■ **Exercise**
Exactly as written, give back every record below.

■ **Material shown**

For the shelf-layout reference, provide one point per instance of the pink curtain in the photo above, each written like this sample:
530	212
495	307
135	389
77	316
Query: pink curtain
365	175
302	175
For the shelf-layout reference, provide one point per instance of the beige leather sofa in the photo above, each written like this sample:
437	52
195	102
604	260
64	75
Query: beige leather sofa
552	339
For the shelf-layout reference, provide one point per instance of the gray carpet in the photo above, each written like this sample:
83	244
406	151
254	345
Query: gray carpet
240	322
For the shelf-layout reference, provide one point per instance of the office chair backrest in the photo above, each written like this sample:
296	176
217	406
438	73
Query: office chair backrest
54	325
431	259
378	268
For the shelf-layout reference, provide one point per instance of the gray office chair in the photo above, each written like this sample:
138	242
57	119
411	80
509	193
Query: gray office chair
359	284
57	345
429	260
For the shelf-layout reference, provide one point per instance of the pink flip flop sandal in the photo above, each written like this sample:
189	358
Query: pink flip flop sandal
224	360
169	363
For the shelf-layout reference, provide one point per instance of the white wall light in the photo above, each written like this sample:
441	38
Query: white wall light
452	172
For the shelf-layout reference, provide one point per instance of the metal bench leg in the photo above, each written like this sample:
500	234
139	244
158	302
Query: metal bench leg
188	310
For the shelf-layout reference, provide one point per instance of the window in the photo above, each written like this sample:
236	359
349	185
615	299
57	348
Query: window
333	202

■ **Response box**
For the shelf-layout reference, provide one point per instance of the pink curtain in the photo above, each written like this sample:
530	212
495	307
135	389
77	316
Query: pink curtain
365	175
302	175
For the shelf-layout reference, provide one point per instance of the beige leather sofa in the photo above, each written like this sample:
437	52
195	102
604	260
64	75
Query: beige leather sofa
552	339
For the shelf-layout reference, provide one point per instance of the gray carpet in the photo above, each written like this sample:
83	244
406	151
254	345
Query: gray carpet
240	322
For the shelf-layout reference, provide one point per instance of the office chair backrest in the photo above, each written like this sample:
296	176
217	406
438	73
Query: office chair backrest
54	325
431	259
378	268
For the shelf-layout reference, provide one point per instance of the gray office chair in the photo above, each written like this sample:
138	242
57	119
411	80
509	193
Query: gray office chair
359	284
57	345
429	260
For the shelf-layout reference, provide one point per instance of the pink flip flop sandal in the photo above, each written like this sample:
189	358
Query: pink flip flop sandal
224	360
169	363
For the shelf-layout reference, provide one point per instance of the white wall light in the photo above, each written like this sample:
441	38
Query: white wall light
452	172
For the shelf-layout reference, provide one point per instance of the metal bench leg in the photo above, each written like this sample:
500	234
139	244
158	302
Query: metal bench leg
188	310
For the shelf-layout reference, provide one point per instance of the window in the photo above, each written like this sample:
236	359
349	185
615	299
57	348
Query: window
333	202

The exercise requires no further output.